**ACTIVITY**
An exact transcription of all the data is required; the pictures are to be left out.

**MATERIAL SUPPLIED**
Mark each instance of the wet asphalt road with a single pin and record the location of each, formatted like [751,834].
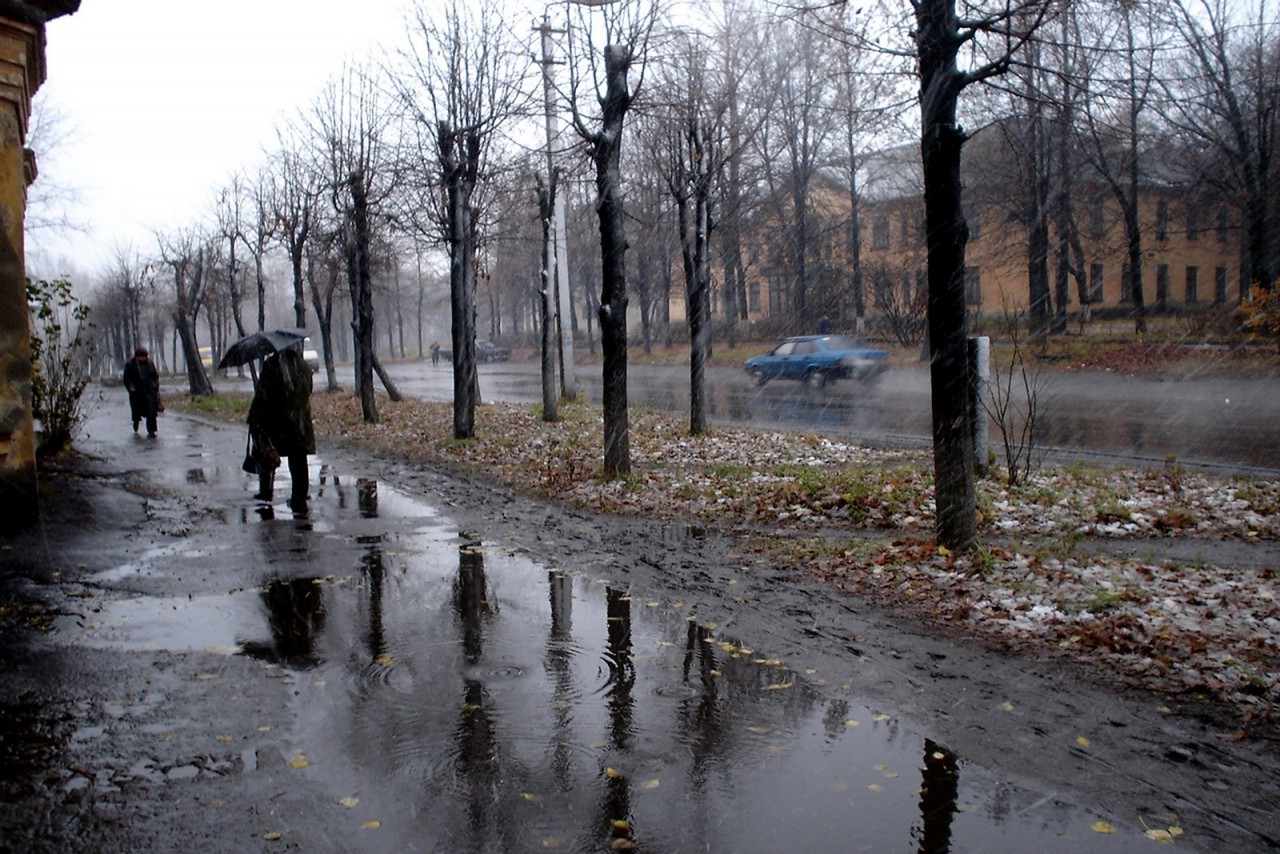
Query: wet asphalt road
[376,675]
[1229,425]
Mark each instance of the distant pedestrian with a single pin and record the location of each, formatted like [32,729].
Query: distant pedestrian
[279,421]
[142,382]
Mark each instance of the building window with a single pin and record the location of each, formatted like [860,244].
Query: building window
[973,286]
[1098,219]
[1096,272]
[1161,220]
[882,290]
[973,219]
[880,233]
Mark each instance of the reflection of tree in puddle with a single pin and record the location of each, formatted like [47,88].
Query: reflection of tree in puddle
[295,611]
[479,758]
[699,717]
[558,663]
[616,805]
[295,606]
[938,791]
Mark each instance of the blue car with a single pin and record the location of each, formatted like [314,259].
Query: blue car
[818,360]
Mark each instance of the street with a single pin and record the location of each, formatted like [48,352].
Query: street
[428,663]
[1221,424]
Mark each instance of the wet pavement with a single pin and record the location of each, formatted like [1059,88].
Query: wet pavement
[391,671]
[1228,424]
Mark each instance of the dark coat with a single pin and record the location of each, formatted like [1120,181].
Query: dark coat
[282,403]
[142,379]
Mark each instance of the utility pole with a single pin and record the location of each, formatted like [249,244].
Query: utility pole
[557,278]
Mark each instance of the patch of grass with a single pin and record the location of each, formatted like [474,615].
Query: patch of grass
[1111,510]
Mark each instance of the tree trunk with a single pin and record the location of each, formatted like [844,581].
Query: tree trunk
[547,300]
[458,179]
[364,304]
[607,149]
[941,141]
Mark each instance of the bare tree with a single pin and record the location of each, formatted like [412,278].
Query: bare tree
[626,30]
[1116,91]
[184,252]
[1225,103]
[293,188]
[940,35]
[693,142]
[466,78]
[350,127]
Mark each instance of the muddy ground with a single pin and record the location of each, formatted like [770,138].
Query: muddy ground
[112,752]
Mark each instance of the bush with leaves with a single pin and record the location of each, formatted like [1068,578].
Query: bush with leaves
[60,355]
[1261,313]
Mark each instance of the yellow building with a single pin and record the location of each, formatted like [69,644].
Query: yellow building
[22,71]
[1191,249]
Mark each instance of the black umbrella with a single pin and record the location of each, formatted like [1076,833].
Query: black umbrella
[257,345]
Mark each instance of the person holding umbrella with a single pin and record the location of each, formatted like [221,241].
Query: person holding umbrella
[142,382]
[279,423]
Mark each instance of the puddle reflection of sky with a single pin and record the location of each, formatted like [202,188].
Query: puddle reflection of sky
[497,703]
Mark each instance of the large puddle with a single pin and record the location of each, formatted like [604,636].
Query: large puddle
[472,699]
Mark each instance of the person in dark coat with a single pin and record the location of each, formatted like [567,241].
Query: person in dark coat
[142,382]
[279,418]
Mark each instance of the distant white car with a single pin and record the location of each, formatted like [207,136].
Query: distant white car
[310,356]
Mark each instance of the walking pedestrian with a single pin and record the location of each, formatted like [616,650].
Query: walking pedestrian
[280,427]
[142,382]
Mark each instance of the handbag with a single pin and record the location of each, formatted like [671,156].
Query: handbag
[250,464]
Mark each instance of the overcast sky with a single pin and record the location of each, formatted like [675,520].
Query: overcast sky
[169,97]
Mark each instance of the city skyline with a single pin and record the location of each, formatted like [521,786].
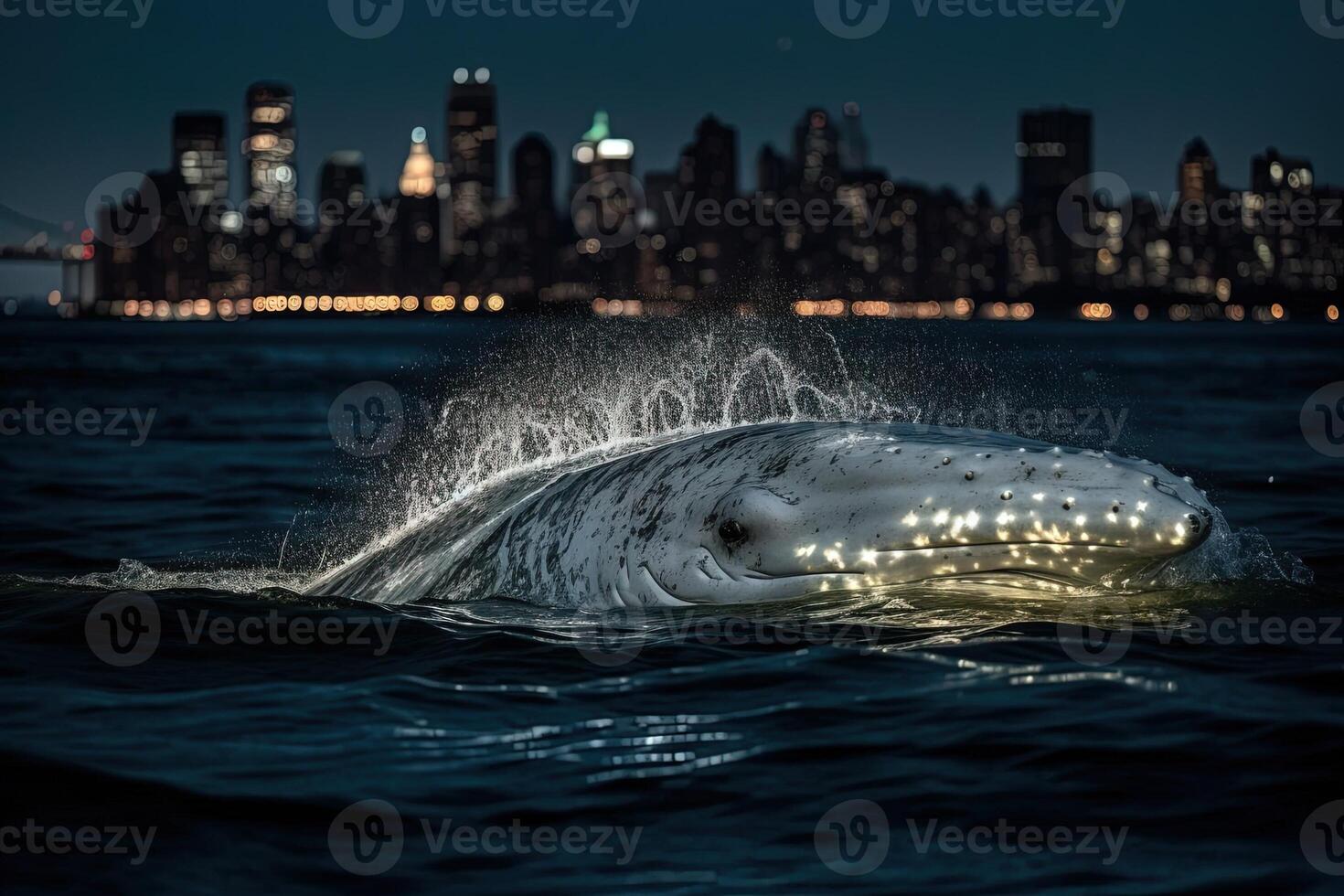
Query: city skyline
[820,222]
[940,96]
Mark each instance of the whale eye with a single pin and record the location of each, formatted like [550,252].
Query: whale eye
[732,532]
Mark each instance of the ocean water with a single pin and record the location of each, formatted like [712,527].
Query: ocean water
[957,738]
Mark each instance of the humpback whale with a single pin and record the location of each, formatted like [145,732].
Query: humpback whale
[780,511]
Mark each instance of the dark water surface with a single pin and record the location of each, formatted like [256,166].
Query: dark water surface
[1206,730]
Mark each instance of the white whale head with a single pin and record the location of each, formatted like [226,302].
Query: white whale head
[783,511]
[775,512]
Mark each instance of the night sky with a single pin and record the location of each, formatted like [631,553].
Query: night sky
[91,97]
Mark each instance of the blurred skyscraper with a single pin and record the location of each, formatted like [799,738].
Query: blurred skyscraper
[269,151]
[472,159]
[200,155]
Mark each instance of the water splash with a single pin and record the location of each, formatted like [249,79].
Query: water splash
[1234,555]
[603,391]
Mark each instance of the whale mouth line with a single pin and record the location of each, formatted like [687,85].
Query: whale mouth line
[757,575]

**EXPECTED ANSWER**
Mark each instance of the wet asphalt road with a single pin and record the location of each, formatted like [751,834].
Query: wet asphalt road
[376,675]
[1229,425]
Mark each instance of the distant pedestrian with a single pin and record the location of each, formatted like [32,729].
Query: distant pedestrian
[279,421]
[142,382]
Mark each instance of the building window with a single pin and record the location of each, formatted like [860,244].
Query: building window
[973,286]
[1098,219]
[1096,272]
[1161,220]
[882,290]
[973,219]
[880,233]
Mark each instance of the reflection of tree in puddle with a single pin and record the location of each, formatted like [47,88].
Query: reflection of tree in puddle
[295,611]
[479,758]
[699,717]
[558,663]
[616,805]
[295,606]
[938,791]
Mark each instance of the blue car with a single pin and record the location of each, formatted like [314,259].
Query: blue car
[818,360]
Mark each instance of the street with a single pin and record the location of each, formatted like [48,352].
Query: street
[428,663]
[1221,424]
Mark each instance of the wet pavement with a single pin and record the location of each, formatted like [1059,88].
Query: wet pavement
[391,671]
[1228,424]
Mark each instance of the dark coat with a single pin and record the location of each, formatted like [1120,181].
Query: dark coat
[282,403]
[142,379]
Mark each instance of the utility pole with a single pin and record the location of each, formatted like [249,244].
Query: utility pole
[557,278]
Mark each instance of the patch of grass with a single pin and record the location of each, formatted like [474,615].
Query: patch of grass
[1111,510]
Mark each instance of the tree trunk with a single pin and record the location of each, formatted like [844,581].
Query: tree trunk
[547,300]
[458,179]
[364,304]
[607,149]
[941,141]
Mark each instance of the bare tree with a single pin and record the location of each, formatted like [412,278].
Query: bare tree
[626,30]
[1116,91]
[184,252]
[1225,103]
[293,188]
[940,35]
[693,142]
[466,78]
[350,127]
Mark each instance of the muddy ground with a single pin and record the location of each, formatted like [770,138].
Query: muddy ground
[112,752]
Mark each instance of the bush with leaves with a single pin and record the location of each, formatted like [1068,578].
Query: bush with leaves
[60,355]
[1261,313]
Mark each instance of the yellow building with a single pin and record the location of each, formatted like [69,644].
Query: yellow building
[22,71]
[1191,249]
Mark each instance of the black umbrella with a single pin and record the location of each, formatted like [1076,833].
Query: black umbrella
[257,345]
Mark each instance of the person holding umbrella with a single pin and record the location of each, formatted like [221,241].
Query: person holding umbrella
[142,382]
[279,423]
Mark each instance of the puddle reflection of sky with a single pin and record the location of each, formatted like [202,188].
Query: puddle reflection of sky
[497,703]
Mark each instance of the large puddle with a single pin and record the location of each, formatted like [604,636].
Query: large puddle
[472,699]
Mark each instance of the person in dark coat with a single pin and record the location of each, formatted like [567,241].
Query: person in dark coat
[142,382]
[279,418]
Mark each instance of the distant white car with a single pin and record the location of each, formatted like [207,136].
Query: distant white car
[310,356]
Mark each instance of the walking pedestrian with a single pin and record the location of each, formatted like [616,650].
Query: walking pedestrian
[280,427]
[142,382]
Mark each instance of the handbag with a single pin and record the location of each, formatted like [671,156].
Query: handbag
[250,464]
Mark each instance of the overcast sky with a single pin and record the location of each, formatted like [675,520].
Query: overcast sky
[169,97]
Mark each instance of the city skyline with a single pin and record the location of each, formatted like [521,786].
Query: city skyline
[820,222]
[940,96]
Mark each instance of the whale eye with a single pin and record the location of each, formatted like [550,252].
Query: whale eye
[732,532]
Mark each instance of the ocean water with a single pin and record the location of each, formatted like [712,527].
Query: ocean water
[957,738]
Mark each instance of the humpback whale with a single pin and record the location of each, formatted like [145,732].
Query: humpback whale
[780,511]
Mark each instance of the dark water surface with a single pin and record the location of each, formatted like [256,166].
Query: dark water surface
[1206,730]
Mark each instance of the white whale head with a single pin and record the location of each, formatted like [226,302].
Query: white whale head
[783,511]
[775,512]
Mark each instance of the night sky with a single pin and record the location of each, formatted like [631,553].
Query: night sky
[91,97]
Mark each instance of the blurred skyscraper with a single pin and record the location of each, formatted like [799,738].
Query: blurred skyscraper
[269,151]
[472,159]
[200,155]
Mark each instance of the water splash with a single pin and record the location of each, formatted like [249,79].
Query: water splash
[1234,555]
[603,391]
Mark each instance of the whale mouth line with a single pin and record the location of each, formatted like [687,85].
Query: whale mouth line
[757,575]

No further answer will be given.